- **Records for this task**
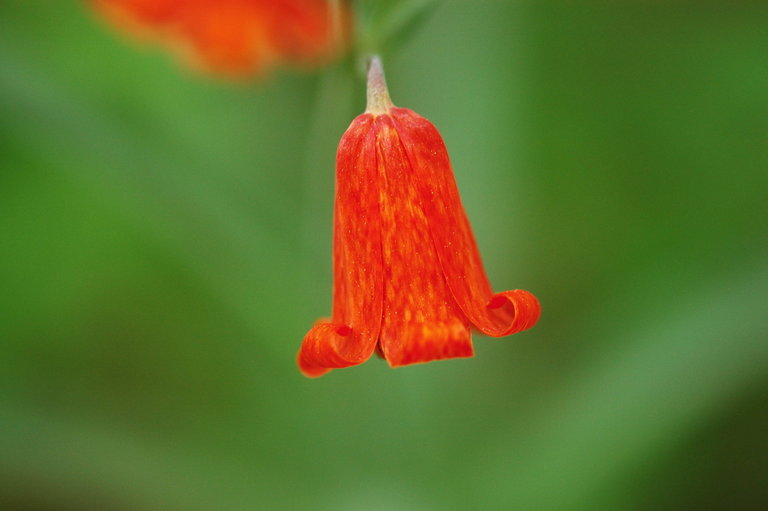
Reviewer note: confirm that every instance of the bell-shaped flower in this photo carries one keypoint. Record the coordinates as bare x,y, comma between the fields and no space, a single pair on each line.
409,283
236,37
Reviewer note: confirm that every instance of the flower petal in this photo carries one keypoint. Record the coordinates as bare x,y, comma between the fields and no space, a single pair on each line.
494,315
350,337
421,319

---

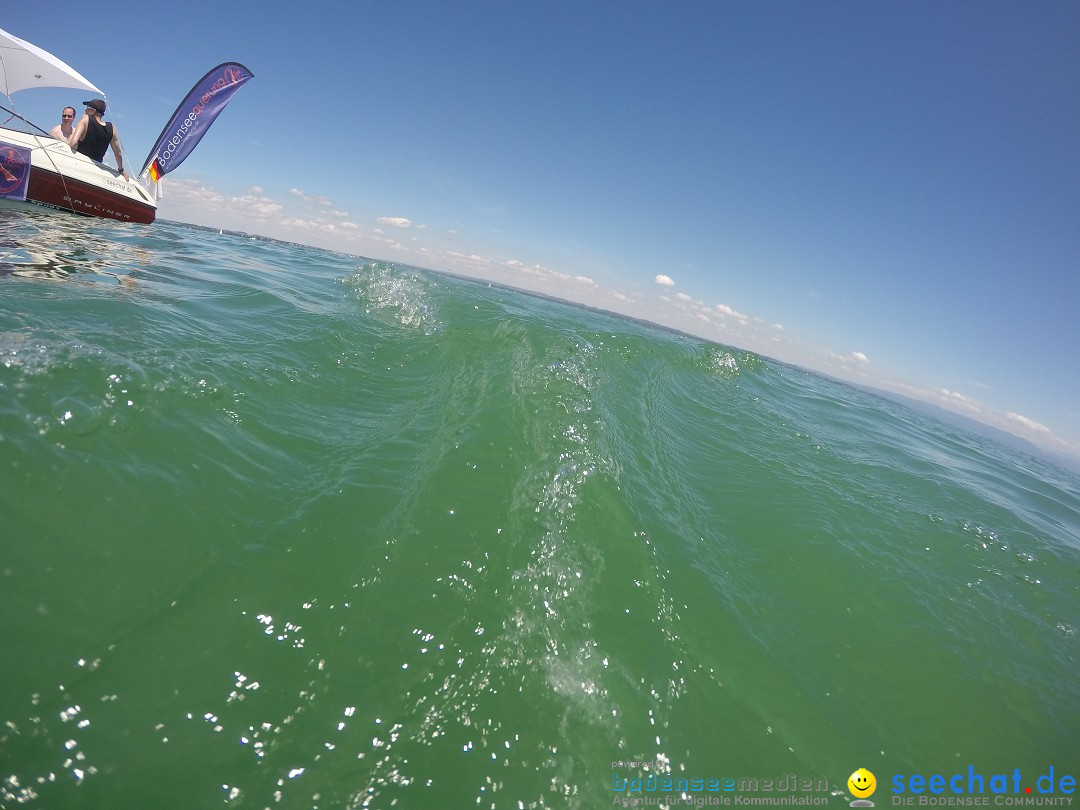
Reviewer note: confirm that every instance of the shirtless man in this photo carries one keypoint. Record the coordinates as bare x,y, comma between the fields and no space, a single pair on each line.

==

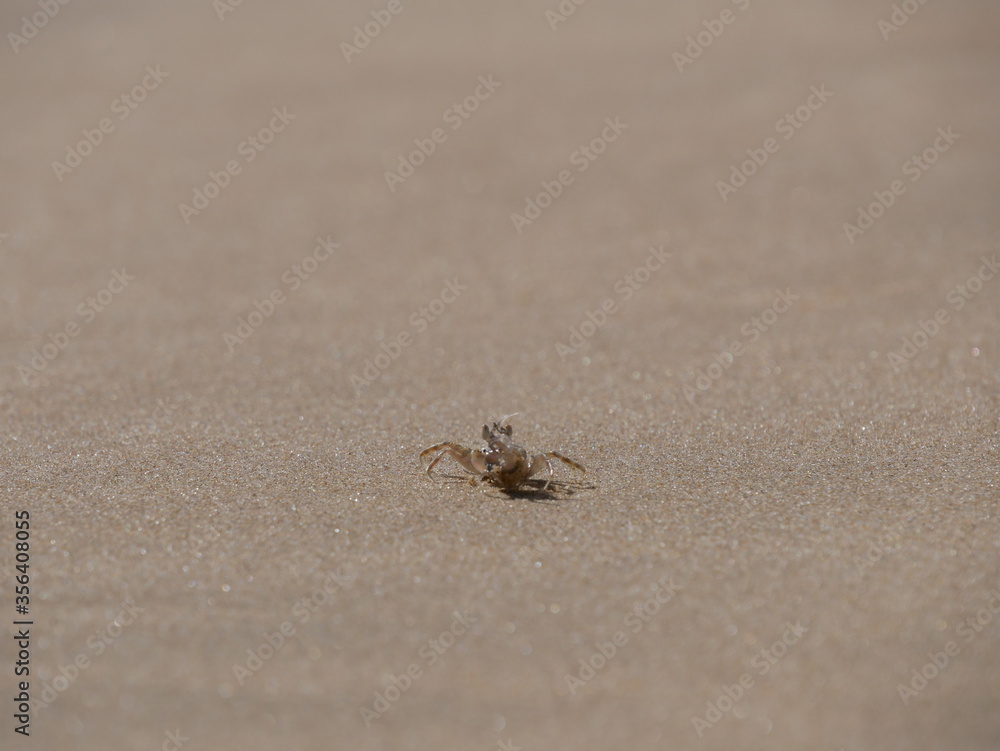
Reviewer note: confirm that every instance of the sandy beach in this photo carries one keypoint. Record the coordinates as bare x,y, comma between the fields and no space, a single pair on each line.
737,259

- **Given task**
Pull out every line in the entries above that contains the string "shaped", and copy each one in full without changes.

- **Complete output**
Reviewer note: confirm that every instance of the bell-shaped flower in this photo carries one keypoint. Record the coordinates as bare x,y, comma between the fields and no space, a single pair on each line.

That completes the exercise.